> _Work instructions_: Report each line of the data below in which "crucifix" appears.

> _Collection entries_:
-- Opening Marker --
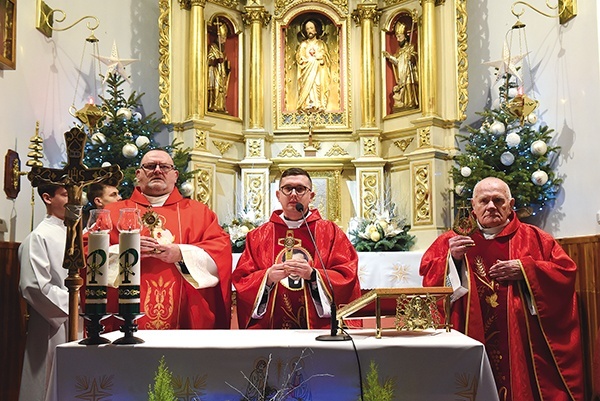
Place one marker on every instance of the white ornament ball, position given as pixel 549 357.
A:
pixel 513 139
pixel 130 150
pixel 98 138
pixel 538 148
pixel 124 112
pixel 539 177
pixel 142 141
pixel 507 158
pixel 497 128
pixel 531 118
pixel 186 189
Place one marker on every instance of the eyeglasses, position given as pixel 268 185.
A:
pixel 300 190
pixel 164 167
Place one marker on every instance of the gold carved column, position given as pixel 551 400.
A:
pixel 429 60
pixel 255 166
pixel 197 60
pixel 369 165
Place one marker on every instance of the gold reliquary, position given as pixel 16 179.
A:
pixel 413 309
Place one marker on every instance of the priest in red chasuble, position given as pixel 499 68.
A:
pixel 185 254
pixel 515 292
pixel 280 280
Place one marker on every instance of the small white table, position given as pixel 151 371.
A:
pixel 219 365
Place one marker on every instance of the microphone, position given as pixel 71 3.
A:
pixel 334 326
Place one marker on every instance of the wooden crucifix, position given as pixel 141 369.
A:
pixel 74 176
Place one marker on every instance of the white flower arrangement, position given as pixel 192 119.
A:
pixel 381 232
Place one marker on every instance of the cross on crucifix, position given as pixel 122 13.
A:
pixel 289 242
pixel 74 176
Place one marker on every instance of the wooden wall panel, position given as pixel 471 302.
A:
pixel 12 323
pixel 585 251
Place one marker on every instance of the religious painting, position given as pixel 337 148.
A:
pixel 401 60
pixel 311 69
pixel 8 29
pixel 222 67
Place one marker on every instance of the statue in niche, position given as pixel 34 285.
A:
pixel 314 68
pixel 219 70
pixel 405 92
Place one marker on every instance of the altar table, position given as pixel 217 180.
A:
pixel 228 365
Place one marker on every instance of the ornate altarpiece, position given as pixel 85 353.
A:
pixel 384 130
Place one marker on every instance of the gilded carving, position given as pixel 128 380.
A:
pixel 256 15
pixel 336 150
pixel 370 147
pixel 364 13
pixel 422 212
pixel 403 143
pixel 164 58
pixel 203 185
pixel 254 147
pixel 222 146
pixel 370 192
pixel 424 136
pixel 200 140
pixel 289 151
pixel 463 60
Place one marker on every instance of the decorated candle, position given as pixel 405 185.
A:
pixel 96 282
pixel 129 226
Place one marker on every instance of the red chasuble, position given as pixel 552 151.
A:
pixel 167 299
pixel 533 357
pixel 290 305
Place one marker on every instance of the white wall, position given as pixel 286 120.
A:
pixel 565 68
pixel 43 86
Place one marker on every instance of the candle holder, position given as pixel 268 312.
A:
pixel 128 327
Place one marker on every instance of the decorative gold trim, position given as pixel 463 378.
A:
pixel 336 150
pixel 222 146
pixel 289 151
pixel 164 59
pixel 463 59
pixel 422 194
pixel 404 143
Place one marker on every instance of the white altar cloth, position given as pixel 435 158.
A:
pixel 219 365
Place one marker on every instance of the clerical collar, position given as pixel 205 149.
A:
pixel 293 223
pixel 157 201
pixel 490 233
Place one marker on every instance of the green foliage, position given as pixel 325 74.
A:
pixel 124 125
pixel 163 384
pixel 484 146
pixel 374 390
pixel 380 233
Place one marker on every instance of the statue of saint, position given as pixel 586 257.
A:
pixel 314 64
pixel 405 92
pixel 219 70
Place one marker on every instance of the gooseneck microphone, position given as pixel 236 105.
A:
pixel 334 326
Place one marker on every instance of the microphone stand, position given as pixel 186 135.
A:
pixel 334 323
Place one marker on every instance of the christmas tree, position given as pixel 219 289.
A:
pixel 125 135
pixel 509 144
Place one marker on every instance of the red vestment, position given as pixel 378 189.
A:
pixel 290 304
pixel 533 356
pixel 167 298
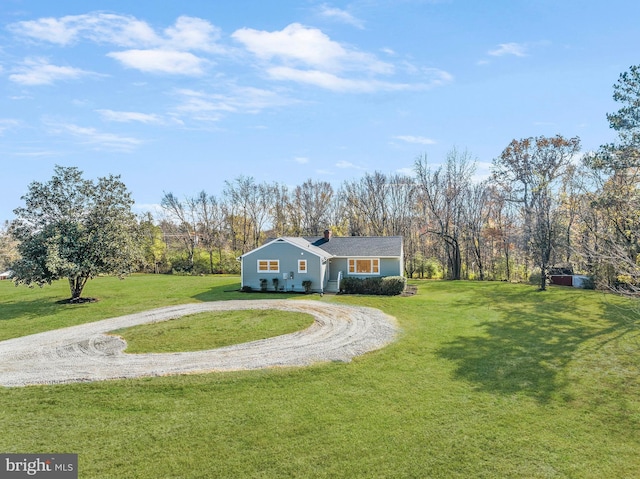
-- Closing Marker --
> _Solution below_:
Place one marker on every instance of the wooden crucifix, position given as pixel 141 369.
Place one marker on every instance of the cross on crucifix, position given as pixel 122 13.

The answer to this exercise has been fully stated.